> [GIVEN REQUEST]
Copy the records below exactly, omitting any pictures they contain.

[Stored items]
+ + + + +

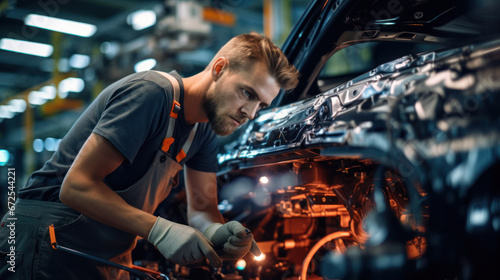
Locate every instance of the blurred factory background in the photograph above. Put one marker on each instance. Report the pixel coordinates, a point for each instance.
(57, 55)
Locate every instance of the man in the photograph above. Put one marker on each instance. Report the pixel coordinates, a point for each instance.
(121, 158)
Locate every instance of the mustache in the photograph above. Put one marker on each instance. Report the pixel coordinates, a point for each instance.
(241, 119)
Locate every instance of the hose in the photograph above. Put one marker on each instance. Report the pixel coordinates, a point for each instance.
(315, 248)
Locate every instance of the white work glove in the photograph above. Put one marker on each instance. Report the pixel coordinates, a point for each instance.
(182, 244)
(236, 240)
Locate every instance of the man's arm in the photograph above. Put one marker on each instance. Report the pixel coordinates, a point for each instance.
(83, 189)
(201, 191)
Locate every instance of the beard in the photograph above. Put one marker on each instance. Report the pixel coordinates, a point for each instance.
(220, 123)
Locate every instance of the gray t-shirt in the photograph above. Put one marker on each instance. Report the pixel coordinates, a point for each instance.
(132, 114)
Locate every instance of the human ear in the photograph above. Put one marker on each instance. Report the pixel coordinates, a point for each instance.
(218, 67)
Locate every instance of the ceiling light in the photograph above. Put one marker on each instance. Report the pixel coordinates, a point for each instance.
(17, 105)
(145, 65)
(35, 98)
(4, 157)
(6, 113)
(61, 25)
(38, 145)
(26, 47)
(48, 92)
(70, 85)
(141, 19)
(79, 61)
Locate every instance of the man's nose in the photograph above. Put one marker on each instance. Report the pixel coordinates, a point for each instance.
(250, 109)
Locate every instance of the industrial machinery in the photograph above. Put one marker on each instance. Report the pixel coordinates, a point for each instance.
(385, 174)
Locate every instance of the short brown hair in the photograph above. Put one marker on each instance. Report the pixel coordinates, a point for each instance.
(246, 49)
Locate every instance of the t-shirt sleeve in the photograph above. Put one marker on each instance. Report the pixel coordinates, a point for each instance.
(205, 158)
(132, 115)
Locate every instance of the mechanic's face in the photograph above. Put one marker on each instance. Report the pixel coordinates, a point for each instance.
(237, 96)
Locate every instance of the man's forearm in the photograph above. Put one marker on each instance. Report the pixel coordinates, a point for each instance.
(202, 219)
(104, 205)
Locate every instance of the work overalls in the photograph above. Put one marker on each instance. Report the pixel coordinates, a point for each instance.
(36, 259)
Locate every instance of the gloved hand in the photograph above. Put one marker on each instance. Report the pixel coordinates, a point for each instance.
(182, 244)
(236, 239)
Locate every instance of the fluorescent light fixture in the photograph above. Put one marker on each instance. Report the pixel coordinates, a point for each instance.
(6, 113)
(38, 145)
(35, 98)
(141, 19)
(70, 85)
(61, 25)
(50, 144)
(48, 92)
(79, 61)
(110, 49)
(145, 65)
(26, 47)
(4, 157)
(16, 105)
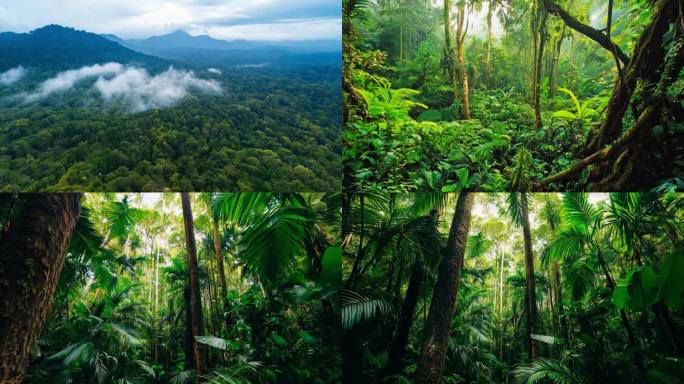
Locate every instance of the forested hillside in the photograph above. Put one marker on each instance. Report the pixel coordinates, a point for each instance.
(499, 95)
(169, 288)
(70, 121)
(513, 288)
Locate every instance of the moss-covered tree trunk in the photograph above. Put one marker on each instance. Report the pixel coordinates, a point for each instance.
(32, 252)
(438, 327)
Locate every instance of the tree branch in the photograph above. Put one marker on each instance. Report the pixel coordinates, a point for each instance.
(586, 30)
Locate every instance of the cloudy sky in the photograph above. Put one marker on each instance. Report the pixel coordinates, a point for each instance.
(223, 19)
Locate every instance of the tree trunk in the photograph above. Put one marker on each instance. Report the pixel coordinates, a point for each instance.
(187, 330)
(559, 301)
(540, 40)
(449, 50)
(488, 64)
(438, 327)
(529, 278)
(199, 350)
(460, 38)
(32, 255)
(405, 318)
(222, 273)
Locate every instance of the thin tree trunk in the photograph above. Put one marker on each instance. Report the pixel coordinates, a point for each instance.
(32, 255)
(529, 278)
(460, 39)
(445, 293)
(488, 67)
(539, 52)
(398, 348)
(222, 274)
(449, 50)
(199, 350)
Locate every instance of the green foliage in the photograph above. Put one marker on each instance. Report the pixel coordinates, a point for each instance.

+ + + + +

> [RESPONSE FOR THIS EXERCISE]
Locate every instance of the blurred factory background in the photograph above. Put one marker on each instance. Report the pixel coordinates, a point for each instance.
(57, 55)
Locate every instance of the man in the photograph above. Put one marker on each instance. Report the pixel coordinates, a point for each instance.
(121, 158)
Locate every instance of the mustache in the photograph above. Put one marker on each instance. Report the pixel coordinates, a point for each instance.
(241, 119)
Locate every instance of the hose in the photograph above. Put one marker on each instance. Report the pixel coordinates, a point for each instance.
(315, 248)
Locate every instance of the white work glove in the photograph above. Put one marker on each instance. Report the pixel coordinates, a point for each instance.
(182, 244)
(236, 240)
Locate every instance of the man's arm in the photograph above. Put one marker on each instance. Report the pixel coordinates, a point for each instance.
(83, 189)
(201, 191)
Locate every instance of the beard in the photograph above. Put one marker on each instance. Report the pixel coordinates, a point for each instance.
(220, 123)
Locate every instance of the gray t-shirt in the photograph above. Put one marker on each instance. Report the pixel coordinates, a point for each instance.
(132, 114)
Locate every instance of the human ear in the photograph above. Put one marker on each instance. Report the pixel coordinates, a point for each instance.
(218, 67)
Locate every instance of the ceiling light in the photograph above. Put one marker on each instance. Report the pixel coordinates, a point for each instance.
(17, 105)
(145, 65)
(35, 98)
(4, 157)
(6, 113)
(61, 25)
(38, 145)
(26, 47)
(48, 92)
(70, 85)
(141, 19)
(79, 61)
Locate every instance of the man's nose in the photograph above. Put one marker on each instance. Report the pixel coordinates, a point for each instance.
(250, 109)
Locate every instance of the industrial machinery in the photograph above. Put one marker on each instance. Report the pixel coordinates, a point for each instance.
(385, 174)
Locate every instance of the short brown hair in the photograph above. Put one marker on each instance. Report the pixel coordinates, a point for each instance.
(246, 49)
Locate every instance of the t-shirt sleeve in the photograph above. Put one marker on each instance. Report the pixel coordinates, a point for each instance.
(205, 158)
(132, 115)
Locate every instance of the mechanic's face in the photograph above. Put one marker on each instance. Report the pixel coordinates, a point for each instance.
(237, 96)
Locate every instance of the man's forearm in the photograph above. Put one marker on each instance. Report the pixel coordinates, a point for each instance.
(202, 219)
(104, 205)
Locate every instance of the work overalls in the photograph above. Put one marker on each instance. Report the pixel coordinates, a point for each instance.
(36, 259)
Locate every instance of the gloved hand in the photograph above. Put one marker on each instance. Report the pixel coordinates, a point for each instance.
(182, 244)
(236, 239)
Locate every instance of the fluorescent light fixture in the photograph above. Put one marker on each instance. Report the pixel coordinates, a point for each instance.
(6, 113)
(38, 145)
(35, 98)
(141, 19)
(70, 85)
(61, 25)
(50, 144)
(48, 92)
(79, 61)
(110, 49)
(145, 65)
(26, 47)
(4, 157)
(16, 105)
Locate every instance of the forested hillside in the photograph above. Put one marker on each instance. Report the pixel coordinates, a point for each instance.
(499, 95)
(169, 288)
(70, 121)
(513, 288)
Locate every instance of the moss-covered tree trunk in the photograph above. Put one marker on each instance. Report the pixel coordinates, a point for each instance.
(32, 252)
(438, 327)
Locate every instance of the tree branch in the photograph above. Put one marker on each instance. Report the pixel coordinates, a point for each instance.
(586, 30)
Locate every instance of the cloudy sky in the photograph above. Put one marker on each instance. Report the pixel coordinates, a point for each instance.
(223, 19)
Locate every instance of the tree trunk in the photograph above. Put one marker on each instance. Report the pixel coordinates, a point for each instance.
(187, 330)
(559, 301)
(540, 40)
(449, 50)
(488, 64)
(438, 327)
(529, 278)
(199, 350)
(460, 38)
(32, 255)
(405, 318)
(222, 273)
Locate every instance of the thin tree trunk in the photograph above. Put one marker on each instance. Report the pixel coordinates, a point for each instance.
(32, 255)
(529, 278)
(460, 39)
(445, 293)
(488, 67)
(539, 52)
(398, 348)
(222, 274)
(449, 50)
(199, 350)
Locate every instance of the green foliage in the photograph above. Put one marker on each instance. Report the pixel coordinates, a point for each instance.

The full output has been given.